Records>
────────────────────
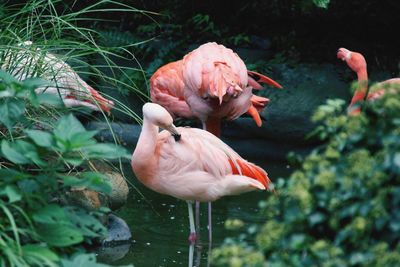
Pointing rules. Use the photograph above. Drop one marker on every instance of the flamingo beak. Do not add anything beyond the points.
(174, 132)
(105, 104)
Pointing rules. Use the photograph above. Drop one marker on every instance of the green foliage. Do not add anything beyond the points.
(40, 161)
(341, 207)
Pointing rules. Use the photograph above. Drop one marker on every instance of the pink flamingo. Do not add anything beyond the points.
(67, 84)
(357, 63)
(190, 164)
(210, 83)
────────────────────
Work required> Copy every row above word for word, leaving the pictures out of your answer.

Final result>
Pointing rules. Use the photograph above. Drop one marker on every instance of the flamingo beak. Do not add anything beyond the points.
(174, 132)
(105, 104)
Pointing rules. Use the photograph above. Drop one marker on every instance of the green foliage. Do not add anything beyond the points.
(40, 161)
(341, 207)
Pointing rules. Use the photograph above. Drop one marker on every instance of the pink flamingo. Do not add anything beyond the points.
(67, 84)
(357, 63)
(190, 164)
(210, 83)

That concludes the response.